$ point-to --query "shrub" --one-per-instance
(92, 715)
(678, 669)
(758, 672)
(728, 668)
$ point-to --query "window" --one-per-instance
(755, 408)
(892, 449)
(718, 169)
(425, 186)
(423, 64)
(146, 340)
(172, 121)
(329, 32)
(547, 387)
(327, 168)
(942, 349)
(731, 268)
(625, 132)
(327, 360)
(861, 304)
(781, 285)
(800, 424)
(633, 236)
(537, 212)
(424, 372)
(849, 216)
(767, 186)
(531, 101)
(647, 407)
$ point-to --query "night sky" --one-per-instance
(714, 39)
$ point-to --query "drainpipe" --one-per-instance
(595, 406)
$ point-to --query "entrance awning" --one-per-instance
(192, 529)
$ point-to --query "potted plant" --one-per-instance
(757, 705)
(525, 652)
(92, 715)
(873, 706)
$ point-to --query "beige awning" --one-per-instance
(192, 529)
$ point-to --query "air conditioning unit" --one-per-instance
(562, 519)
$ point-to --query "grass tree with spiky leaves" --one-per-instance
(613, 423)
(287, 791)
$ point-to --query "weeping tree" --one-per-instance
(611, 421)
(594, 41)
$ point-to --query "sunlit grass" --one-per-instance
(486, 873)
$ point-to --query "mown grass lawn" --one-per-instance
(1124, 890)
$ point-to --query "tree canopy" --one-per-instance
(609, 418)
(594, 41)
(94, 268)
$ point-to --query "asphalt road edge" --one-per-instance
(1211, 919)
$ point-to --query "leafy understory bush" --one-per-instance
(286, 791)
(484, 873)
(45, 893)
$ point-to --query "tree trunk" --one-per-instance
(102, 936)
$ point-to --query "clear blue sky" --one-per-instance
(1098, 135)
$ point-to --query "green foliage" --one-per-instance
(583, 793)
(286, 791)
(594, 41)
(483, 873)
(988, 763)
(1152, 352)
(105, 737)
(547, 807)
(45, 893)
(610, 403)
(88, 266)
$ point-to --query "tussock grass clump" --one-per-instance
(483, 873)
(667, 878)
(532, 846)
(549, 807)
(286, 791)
+ + +
• _What you need to do_: Your task is to transcribe the line containing "tree with spiky" and every line after it, through the last line of the data, exactly as written and with nothing more.

• _Written reply_:
$ point-to --query "grass tree with spiky leaves" --one-per-instance
(613, 423)
(287, 791)
$ point-to --query "weeping tree" --one-per-instance
(611, 421)
(594, 41)
$ point-to --query "sunlit grass" --one-per-instance
(486, 873)
$ point-to --query "mown grass lawn" --one-per-instance
(1124, 890)
$ point-to --query "tree canopy" --one-per-instance
(609, 418)
(594, 41)
(94, 268)
$ point-to --query "asphalt road edge" --one-per-instance
(1211, 919)
$ point-to --query "leafy understory bush" --one-per-instance
(286, 791)
(484, 873)
(45, 893)
$ point-to --query "tree trunk" --one-per-instance
(102, 936)
$ point-to --query "clear blue sky" --one-per-instance
(1098, 135)
$ point-to --query "green foliage" --one-per-instance
(583, 793)
(286, 791)
(594, 41)
(483, 873)
(988, 763)
(1152, 352)
(105, 737)
(547, 807)
(45, 893)
(610, 403)
(88, 266)
$ point-to --query "tussock grass clump" --one-per-instance
(483, 873)
(667, 878)
(532, 846)
(549, 807)
(286, 791)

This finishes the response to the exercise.